→ Exercise goal:
Render all the material below as a two-column CSV headed text and points, with one row per text-and-answer pair. Put each value in its own quoted field, replace line breaks with spaces, and leave the pictures out.

→ Record excerpts:
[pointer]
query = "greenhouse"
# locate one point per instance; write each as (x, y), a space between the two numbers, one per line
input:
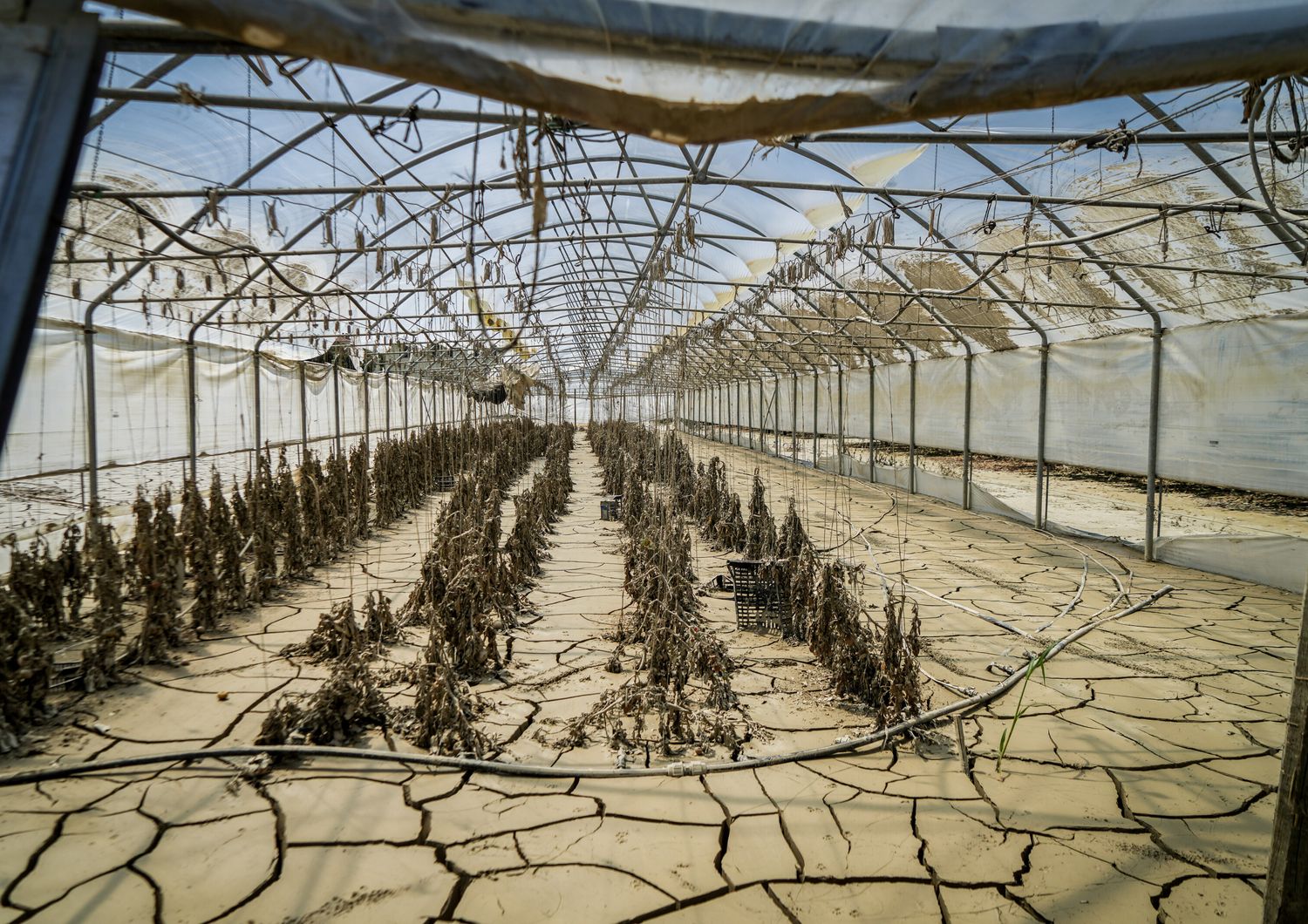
(653, 459)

→ Solved exercise:
text,points
"[pointer] query = ""greenhouse"" # locate one point per instance; write each as (x, y), a space between the two numbers, one per line input:","(653, 459)"